**Instructions for the task**
Reproduce the listing from its beginning through the line containing "346], [315, 347]]", swapping "stacked crate" for "wooden crate" and keeping everything else unchanged. Leave out the pictures.

**Dataset rows**
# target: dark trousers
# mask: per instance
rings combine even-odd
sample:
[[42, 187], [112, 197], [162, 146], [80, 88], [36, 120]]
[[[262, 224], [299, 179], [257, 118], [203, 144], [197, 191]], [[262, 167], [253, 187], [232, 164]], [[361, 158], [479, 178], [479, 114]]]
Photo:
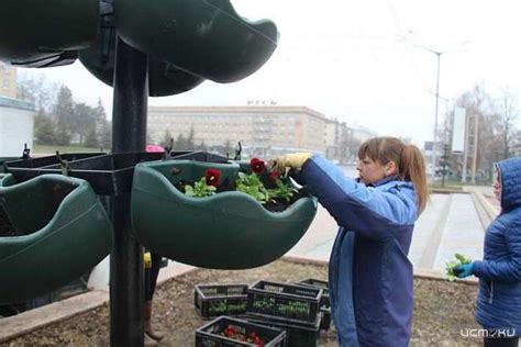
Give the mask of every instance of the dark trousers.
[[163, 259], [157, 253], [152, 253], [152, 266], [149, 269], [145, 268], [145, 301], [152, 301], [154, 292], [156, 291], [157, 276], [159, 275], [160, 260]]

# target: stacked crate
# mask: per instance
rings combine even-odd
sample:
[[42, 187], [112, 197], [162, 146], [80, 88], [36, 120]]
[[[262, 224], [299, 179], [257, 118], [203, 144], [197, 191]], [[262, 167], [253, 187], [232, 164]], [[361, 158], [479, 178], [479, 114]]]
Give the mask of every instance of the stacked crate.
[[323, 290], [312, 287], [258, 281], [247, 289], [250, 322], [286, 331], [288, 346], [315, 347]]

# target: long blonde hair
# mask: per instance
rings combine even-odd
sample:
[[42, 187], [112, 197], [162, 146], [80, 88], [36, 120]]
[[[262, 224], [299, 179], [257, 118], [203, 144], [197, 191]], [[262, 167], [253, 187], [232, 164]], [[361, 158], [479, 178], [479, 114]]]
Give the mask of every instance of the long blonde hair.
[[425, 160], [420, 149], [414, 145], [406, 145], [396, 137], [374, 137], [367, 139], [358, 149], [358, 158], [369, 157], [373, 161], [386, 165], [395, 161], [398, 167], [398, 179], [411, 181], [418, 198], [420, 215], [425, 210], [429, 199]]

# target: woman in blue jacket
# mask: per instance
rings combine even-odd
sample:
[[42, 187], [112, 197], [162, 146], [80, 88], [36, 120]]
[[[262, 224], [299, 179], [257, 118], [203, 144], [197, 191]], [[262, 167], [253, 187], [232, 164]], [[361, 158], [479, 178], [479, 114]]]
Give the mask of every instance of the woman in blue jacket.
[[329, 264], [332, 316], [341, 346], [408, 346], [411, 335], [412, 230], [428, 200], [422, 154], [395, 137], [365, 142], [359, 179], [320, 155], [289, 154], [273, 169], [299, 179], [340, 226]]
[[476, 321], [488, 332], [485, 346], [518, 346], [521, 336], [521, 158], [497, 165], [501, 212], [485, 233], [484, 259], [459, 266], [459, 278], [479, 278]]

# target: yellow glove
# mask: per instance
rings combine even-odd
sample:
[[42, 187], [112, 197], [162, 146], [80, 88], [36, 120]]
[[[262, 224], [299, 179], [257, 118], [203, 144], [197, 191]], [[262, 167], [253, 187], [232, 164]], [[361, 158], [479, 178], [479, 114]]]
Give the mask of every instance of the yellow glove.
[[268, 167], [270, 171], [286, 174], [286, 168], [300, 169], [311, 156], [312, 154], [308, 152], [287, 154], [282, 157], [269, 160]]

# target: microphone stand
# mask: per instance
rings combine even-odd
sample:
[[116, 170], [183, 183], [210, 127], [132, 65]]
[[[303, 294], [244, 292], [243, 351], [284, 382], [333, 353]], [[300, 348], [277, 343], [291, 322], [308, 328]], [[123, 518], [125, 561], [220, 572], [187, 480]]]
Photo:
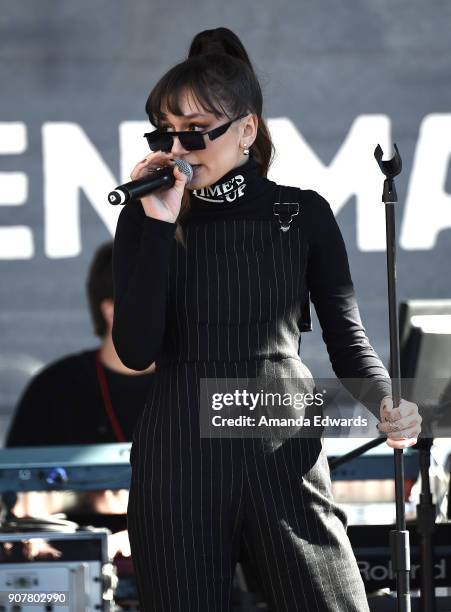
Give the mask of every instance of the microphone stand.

**Expected answer**
# target: dark trousers
# mask: per instance
rings combine even-odd
sample:
[[42, 187], [112, 197], [162, 146], [80, 88], [36, 120]]
[[[262, 224], [299, 179], [257, 118], [203, 144], [197, 191]], [[262, 167], [253, 187], [232, 164]], [[361, 158], [479, 178], [479, 114]]]
Photo:
Give the mask of every instance of the dark trousers.
[[163, 259], [157, 253], [152, 253], [152, 266], [149, 269], [145, 268], [145, 301], [152, 301], [154, 292], [156, 291], [157, 276], [159, 275], [160, 260]]

# target: wooden crate
# mask: per instance
rings combine even-odd
sample:
[[42, 187], [112, 197], [162, 146], [80, 88], [36, 120]]
[[[262, 224], [299, 179], [257, 118], [203, 144], [197, 191]], [[262, 167], [253, 187], [232, 164]], [[361, 158], [479, 178], [479, 114]]]
Give the mask of every instance of the wooden crate.
[[323, 290], [312, 287], [258, 281], [247, 289], [250, 322], [286, 331], [288, 346], [315, 347]]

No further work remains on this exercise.